The capabilities of this covers a combination of V3Const and V3Gate, but
is also more capable of transforming combinational logic into simplified
forms and more.

This entail adding a new internal representation, `DfgGraph`, and
appropriate `astToDfg` and `dfgToAst` conversion functions. The graph
represents some of the combinational equations (~continuous assignments)
in a module, and for the duration of the DFG passes, it takes over the
role of AstModule. A bulk of the Dfg vertices represent expressions.
These vertex classes, and the corresponding conversions to/from AST are
mostly auto-generated by astgen, together with a DfgVVisitor that can be
used for dynamic dispatch based on vertex (operation) types.

The resulting combinational logic graph (a `DfgGraph`) is then optimized
in various ways. Currently we perform common sub-expression elimination,
variable inlining, and some specific peephole optimizations, but there
is scope for more optimizations in the future using the same
representation. The optimizer is run directly before and after inlining.
The pre inline pass can operate on smaller graphs and hence converges
faster, but still has a chance of substantially reducing the size of the
logic on some designs, making inlining both faster and less memory
intensive. The post inline pass can then optimize across the inlined
module boundaries. No optimization is performed across a module
boundary.
————————
**REQUIRED ACTION**
Please output, word for word, the section of the dataflow-graph notes above that opens with the words "These vertex classes, and" and closes with "and after inlining.".

**DATA SECTION**
————————
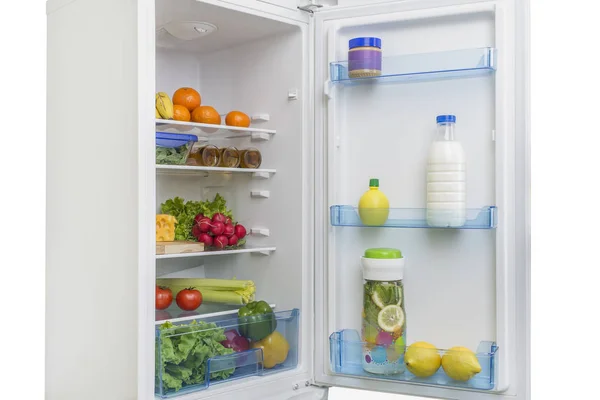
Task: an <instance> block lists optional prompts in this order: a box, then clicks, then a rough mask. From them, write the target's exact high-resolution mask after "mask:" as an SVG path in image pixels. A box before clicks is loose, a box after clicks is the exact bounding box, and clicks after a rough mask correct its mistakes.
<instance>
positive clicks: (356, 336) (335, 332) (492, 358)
mask: <svg viewBox="0 0 600 400" xmlns="http://www.w3.org/2000/svg"><path fill="white" fill-rule="evenodd" d="M366 348H368V350H369V353H370V354H380V355H381V358H382V360H374V359H372V358H371V356H369V355H366V356H365V354H367V353H366V352H364V351H363V349H366ZM405 348H406V347H405ZM400 349H402V347H400ZM378 350H379V351H378ZM436 351H437V352H438V354H439V355H440V356H442V357H443V356H444V354H446V353H448V350H441V349H437V350H436ZM497 354H498V346H496V343H494V342H480V343H479V346H478V348H477V351H476V352H475V357H476V358H477V361H478V362H479V365H480V367H481V371H480V372H479V373H477V374H475V375H474V376H473V377H472V378H471V379H468V380H466V381H458V380H454V379H452V378H450V377H449V376H448V375H446V373H445V371H444V368H443V367H442V366H440V367H439V369H438V370H437V371H436V372H435V373H434V374H433V375H431V376H429V377H425V378H420V377H417V376H415V375H414V374H412V373H411V372H409V371H408V370H407V369H406V367H404V371H403V372H400V373H398V374H390V375H382V374H374V373H370V372H367V371H365V370H364V368H363V366H364V365H369V364H367V362H368V363H377V362H381V363H388V362H389V359H390V357H392V359H393V360H394V361H395V360H398V363H399V366H403V365H404V366H405V364H404V356H405V350H404V351H402V350H400V351H398V349H397V348H396V347H395V346H394V344H392V345H390V346H389V347H387V348H386V346H383V345H375V344H370V343H367V342H363V341H361V339H360V335H359V333H358V331H356V330H353V329H345V330H342V331H338V332H334V333H332V334H331V336H330V337H329V356H330V367H331V371H332V372H333V373H334V374H338V375H348V376H359V377H363V378H371V379H382V380H390V381H399V382H408V383H416V384H425V385H434V386H446V387H448V386H450V387H457V388H463V389H465V388H467V389H475V390H486V391H488V390H492V389H494V386H495V374H496V371H497V363H498V356H497Z"/></svg>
————————
**RESPONSE BOX**
These vertex classes, and the corresponding conversions to/from AST are
mostly auto-generated by astgen, together with a DfgVVisitor that can be
used for dynamic dispatch based on vertex (operation) types.

The resulting combinational logic graph (a `DfgGraph`) is then optimized
in various ways. Currently we perform common sub-expression elimination,
variable inlining, and some specific peephole optimizations, but there
is scope for more optimizations in the future using the same
representation. The optimizer is run directly before and after inlining.